What is being asked —
Return the rows unchanged, starting at the line that contains "For the photo above, indicate every instance of the car" and ending with the last row.

Object position labeling entries —

--- begin ---

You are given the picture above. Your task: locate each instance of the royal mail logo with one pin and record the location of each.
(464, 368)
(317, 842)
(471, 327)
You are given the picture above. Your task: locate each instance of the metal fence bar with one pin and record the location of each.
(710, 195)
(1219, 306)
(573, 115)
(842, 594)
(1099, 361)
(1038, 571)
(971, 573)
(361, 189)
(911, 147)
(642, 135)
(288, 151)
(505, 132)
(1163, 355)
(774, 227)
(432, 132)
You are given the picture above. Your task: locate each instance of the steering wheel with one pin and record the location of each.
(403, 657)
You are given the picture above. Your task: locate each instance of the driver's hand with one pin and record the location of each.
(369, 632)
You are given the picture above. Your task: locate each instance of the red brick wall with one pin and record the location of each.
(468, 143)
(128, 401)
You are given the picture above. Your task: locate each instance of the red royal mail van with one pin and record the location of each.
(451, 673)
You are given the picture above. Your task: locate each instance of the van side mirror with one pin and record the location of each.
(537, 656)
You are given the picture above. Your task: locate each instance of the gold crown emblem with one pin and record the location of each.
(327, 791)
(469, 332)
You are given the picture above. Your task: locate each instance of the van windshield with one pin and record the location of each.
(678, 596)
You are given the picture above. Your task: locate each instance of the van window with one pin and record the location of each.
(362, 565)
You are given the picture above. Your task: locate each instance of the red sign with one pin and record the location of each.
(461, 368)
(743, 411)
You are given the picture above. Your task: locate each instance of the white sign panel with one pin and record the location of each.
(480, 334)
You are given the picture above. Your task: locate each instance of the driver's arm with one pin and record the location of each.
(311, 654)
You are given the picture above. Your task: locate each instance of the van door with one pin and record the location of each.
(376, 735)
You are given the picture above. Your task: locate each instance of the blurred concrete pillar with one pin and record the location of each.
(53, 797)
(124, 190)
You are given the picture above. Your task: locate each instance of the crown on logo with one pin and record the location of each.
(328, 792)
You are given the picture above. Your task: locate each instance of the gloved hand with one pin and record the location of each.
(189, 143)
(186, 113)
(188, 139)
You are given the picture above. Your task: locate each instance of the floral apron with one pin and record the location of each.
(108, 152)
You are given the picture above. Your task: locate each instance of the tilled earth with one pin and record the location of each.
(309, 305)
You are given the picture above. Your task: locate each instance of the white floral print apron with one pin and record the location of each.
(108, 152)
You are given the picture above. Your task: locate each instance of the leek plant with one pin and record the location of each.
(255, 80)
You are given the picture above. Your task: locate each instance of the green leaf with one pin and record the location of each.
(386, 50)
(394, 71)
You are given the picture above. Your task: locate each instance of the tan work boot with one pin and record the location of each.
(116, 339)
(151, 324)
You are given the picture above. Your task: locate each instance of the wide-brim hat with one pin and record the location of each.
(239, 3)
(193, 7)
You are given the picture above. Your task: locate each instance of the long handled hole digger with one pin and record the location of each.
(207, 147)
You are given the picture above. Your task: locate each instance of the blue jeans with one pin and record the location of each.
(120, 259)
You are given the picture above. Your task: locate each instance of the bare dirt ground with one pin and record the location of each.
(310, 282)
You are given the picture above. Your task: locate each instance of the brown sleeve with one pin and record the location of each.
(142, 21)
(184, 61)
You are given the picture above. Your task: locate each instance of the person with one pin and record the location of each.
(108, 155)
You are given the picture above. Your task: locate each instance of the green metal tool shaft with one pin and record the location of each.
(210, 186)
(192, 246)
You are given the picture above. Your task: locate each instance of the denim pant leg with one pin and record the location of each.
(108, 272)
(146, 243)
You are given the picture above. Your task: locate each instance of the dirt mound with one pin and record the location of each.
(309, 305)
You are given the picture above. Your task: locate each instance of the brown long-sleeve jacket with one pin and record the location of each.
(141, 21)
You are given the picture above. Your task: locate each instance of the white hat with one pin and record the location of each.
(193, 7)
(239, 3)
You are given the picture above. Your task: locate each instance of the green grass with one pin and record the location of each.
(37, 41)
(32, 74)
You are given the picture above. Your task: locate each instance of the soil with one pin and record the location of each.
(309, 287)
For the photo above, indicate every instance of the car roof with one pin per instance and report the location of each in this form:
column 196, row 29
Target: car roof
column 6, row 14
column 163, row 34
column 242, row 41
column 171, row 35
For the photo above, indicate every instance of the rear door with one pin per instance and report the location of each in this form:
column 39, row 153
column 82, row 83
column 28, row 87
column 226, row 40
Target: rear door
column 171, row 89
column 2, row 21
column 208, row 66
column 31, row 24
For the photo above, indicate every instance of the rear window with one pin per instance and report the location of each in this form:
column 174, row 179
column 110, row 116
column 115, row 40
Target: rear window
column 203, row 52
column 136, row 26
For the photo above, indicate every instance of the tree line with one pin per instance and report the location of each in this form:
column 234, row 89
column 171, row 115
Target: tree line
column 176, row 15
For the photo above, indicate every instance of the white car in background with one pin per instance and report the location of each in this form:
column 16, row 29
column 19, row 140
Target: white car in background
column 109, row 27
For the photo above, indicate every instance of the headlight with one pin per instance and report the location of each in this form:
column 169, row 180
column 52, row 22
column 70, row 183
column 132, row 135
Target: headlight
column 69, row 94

--- end ---

The result —
For the photo above, indicate every instance of the car roof with one pin per instance and report the location of each in this form:
column 196, row 29
Target: car roof
column 6, row 14
column 163, row 34
column 242, row 41
column 171, row 35
For the photo above, indicate every instance of the rear door with one pin per instance and report the location of each in this form:
column 39, row 153
column 82, row 83
column 28, row 87
column 226, row 40
Target: rear door
column 171, row 89
column 2, row 21
column 208, row 66
column 31, row 24
For the photo above, indicate every instance of the rear window with one pin per instance and report the location of each in this form:
column 174, row 179
column 110, row 116
column 115, row 40
Target: rear window
column 203, row 52
column 136, row 26
For the photo above, indicate every instance of the tree line with one pin per instance and report the location of each in this form:
column 234, row 89
column 171, row 115
Target: tree line
column 176, row 15
For the photo above, indicate every instance of the white car in background with one pin per instance and report the location of each in this form:
column 16, row 29
column 19, row 140
Target: white car in background
column 109, row 27
For the photo above, indicate every instance of the headlight with one pin per instance and report the location of each in this form:
column 169, row 180
column 52, row 22
column 70, row 183
column 132, row 135
Target: headlight
column 69, row 94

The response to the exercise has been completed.